Tally how many lines in the data hold the word "television", and give the result with no other text.

▸ **Referring expression data**:
______

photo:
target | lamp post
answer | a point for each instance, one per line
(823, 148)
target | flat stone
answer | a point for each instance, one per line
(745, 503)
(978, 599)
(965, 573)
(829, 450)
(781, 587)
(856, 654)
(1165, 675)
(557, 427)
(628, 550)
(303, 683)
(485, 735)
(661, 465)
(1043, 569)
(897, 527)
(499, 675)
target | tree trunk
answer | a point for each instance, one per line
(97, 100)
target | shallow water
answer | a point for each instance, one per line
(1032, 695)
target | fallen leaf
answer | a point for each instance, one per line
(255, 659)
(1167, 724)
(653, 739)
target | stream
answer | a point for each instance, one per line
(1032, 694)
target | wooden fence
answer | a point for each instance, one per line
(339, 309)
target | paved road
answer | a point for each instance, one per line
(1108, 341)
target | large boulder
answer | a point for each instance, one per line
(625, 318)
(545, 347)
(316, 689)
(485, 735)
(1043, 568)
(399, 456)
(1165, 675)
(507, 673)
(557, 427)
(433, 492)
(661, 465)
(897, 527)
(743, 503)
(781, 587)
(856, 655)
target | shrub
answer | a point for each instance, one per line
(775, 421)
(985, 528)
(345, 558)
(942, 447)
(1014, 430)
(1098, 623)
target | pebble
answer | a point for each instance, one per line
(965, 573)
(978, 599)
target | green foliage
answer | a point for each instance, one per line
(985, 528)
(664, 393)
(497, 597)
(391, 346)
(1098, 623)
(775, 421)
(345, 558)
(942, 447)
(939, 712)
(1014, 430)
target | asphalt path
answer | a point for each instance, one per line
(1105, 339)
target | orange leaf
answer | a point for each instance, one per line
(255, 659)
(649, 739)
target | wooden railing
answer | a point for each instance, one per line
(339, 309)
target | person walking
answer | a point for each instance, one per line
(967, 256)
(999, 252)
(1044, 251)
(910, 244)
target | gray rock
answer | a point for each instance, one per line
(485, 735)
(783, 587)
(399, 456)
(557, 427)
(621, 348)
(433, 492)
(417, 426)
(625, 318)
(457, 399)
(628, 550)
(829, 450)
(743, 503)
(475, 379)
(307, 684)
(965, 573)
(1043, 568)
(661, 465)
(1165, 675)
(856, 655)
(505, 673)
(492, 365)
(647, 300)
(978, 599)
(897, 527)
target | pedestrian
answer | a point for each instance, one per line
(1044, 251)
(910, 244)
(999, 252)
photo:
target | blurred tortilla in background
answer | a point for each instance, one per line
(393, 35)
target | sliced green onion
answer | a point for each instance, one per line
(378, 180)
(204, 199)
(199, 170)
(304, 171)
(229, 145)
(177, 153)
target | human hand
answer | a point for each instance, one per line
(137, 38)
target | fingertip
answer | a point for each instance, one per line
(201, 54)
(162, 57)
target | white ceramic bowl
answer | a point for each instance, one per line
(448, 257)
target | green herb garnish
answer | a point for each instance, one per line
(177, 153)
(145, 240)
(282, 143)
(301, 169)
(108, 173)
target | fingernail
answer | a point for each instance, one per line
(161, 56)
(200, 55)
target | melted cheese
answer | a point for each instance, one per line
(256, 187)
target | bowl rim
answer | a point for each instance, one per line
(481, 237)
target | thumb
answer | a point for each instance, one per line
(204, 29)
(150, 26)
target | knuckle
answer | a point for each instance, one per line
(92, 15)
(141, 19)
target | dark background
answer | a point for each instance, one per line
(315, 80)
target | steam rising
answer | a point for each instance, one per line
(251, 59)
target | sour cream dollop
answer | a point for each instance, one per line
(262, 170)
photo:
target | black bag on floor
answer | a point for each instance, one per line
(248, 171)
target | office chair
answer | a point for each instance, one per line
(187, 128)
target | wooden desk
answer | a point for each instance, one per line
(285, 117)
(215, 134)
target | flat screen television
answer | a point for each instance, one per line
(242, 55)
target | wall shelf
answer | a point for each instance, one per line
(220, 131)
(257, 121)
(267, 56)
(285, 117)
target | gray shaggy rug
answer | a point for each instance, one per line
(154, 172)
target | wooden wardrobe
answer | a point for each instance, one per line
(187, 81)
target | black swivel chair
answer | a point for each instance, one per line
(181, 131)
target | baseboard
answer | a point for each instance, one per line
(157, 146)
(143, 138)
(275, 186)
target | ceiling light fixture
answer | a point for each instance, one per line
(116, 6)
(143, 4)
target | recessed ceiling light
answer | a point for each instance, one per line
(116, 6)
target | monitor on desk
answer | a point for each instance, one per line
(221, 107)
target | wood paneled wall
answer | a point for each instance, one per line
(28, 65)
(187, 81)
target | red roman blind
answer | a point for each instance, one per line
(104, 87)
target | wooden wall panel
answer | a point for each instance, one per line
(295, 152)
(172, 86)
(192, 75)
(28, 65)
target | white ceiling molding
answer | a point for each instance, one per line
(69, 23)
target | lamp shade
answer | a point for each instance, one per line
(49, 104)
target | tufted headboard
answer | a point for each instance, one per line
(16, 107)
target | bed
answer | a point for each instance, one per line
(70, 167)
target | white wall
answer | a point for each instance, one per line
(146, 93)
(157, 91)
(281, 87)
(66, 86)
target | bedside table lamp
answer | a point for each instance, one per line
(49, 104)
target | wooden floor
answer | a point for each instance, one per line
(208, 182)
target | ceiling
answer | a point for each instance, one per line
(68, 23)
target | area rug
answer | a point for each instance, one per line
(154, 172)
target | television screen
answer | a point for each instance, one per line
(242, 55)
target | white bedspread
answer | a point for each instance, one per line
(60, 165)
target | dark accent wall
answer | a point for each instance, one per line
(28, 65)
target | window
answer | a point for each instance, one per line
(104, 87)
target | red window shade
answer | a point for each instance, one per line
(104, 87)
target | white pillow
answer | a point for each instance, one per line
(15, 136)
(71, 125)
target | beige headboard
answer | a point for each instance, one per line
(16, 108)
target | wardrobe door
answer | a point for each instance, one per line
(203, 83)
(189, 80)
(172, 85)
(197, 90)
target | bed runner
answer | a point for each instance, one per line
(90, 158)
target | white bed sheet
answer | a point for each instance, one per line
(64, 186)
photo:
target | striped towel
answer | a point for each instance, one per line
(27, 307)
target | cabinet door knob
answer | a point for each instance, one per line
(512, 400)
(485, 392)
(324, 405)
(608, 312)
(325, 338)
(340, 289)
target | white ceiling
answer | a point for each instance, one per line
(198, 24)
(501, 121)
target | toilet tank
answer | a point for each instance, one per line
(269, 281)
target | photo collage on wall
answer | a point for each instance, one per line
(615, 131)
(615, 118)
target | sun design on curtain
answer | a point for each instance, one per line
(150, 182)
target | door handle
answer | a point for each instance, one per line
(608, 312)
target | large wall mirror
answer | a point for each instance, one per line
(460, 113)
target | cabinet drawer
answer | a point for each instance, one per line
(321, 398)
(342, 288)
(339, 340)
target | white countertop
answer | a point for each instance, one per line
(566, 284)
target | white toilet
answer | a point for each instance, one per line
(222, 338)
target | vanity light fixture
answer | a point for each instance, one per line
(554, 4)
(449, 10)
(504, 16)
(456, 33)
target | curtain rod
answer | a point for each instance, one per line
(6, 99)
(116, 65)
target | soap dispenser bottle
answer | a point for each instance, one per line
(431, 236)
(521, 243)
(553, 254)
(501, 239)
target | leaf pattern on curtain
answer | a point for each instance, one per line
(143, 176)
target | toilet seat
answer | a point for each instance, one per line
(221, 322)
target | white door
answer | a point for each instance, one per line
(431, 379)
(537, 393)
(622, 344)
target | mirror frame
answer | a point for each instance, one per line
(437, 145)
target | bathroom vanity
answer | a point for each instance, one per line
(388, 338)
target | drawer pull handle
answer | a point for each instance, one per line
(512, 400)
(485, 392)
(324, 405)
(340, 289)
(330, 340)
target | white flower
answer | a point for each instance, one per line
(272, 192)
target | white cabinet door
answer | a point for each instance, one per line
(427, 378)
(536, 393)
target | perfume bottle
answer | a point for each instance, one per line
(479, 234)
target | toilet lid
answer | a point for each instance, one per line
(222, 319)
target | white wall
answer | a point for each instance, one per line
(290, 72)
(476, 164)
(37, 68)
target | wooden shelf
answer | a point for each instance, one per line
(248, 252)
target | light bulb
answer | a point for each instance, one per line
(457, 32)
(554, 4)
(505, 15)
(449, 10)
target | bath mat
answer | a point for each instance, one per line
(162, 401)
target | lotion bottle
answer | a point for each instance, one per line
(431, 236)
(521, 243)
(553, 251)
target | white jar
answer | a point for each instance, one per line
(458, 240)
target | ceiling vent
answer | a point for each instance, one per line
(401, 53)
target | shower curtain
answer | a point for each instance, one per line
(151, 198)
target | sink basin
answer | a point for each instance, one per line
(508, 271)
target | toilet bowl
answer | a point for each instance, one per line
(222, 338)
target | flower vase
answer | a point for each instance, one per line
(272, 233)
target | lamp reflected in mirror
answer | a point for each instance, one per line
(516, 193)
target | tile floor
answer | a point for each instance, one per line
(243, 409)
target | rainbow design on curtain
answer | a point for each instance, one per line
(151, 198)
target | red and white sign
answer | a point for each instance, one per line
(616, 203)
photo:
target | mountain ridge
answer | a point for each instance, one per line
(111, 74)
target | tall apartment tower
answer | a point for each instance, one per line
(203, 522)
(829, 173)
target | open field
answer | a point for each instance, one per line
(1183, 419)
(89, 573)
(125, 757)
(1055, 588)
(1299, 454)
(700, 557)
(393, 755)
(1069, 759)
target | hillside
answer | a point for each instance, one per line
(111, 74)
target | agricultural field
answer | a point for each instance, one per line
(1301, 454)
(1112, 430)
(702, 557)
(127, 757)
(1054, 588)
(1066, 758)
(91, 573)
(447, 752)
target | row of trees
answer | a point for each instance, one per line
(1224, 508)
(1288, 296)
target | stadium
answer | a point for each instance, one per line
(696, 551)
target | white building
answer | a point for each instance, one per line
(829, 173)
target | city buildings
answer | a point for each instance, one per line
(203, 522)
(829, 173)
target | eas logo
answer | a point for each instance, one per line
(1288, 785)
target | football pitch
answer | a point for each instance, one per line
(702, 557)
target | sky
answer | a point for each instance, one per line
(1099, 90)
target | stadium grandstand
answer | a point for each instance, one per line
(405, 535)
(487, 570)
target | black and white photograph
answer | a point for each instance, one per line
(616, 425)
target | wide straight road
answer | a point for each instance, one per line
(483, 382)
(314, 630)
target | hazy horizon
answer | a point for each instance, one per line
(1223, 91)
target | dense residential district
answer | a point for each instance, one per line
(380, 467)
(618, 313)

______

▸ **Exercise output**: 2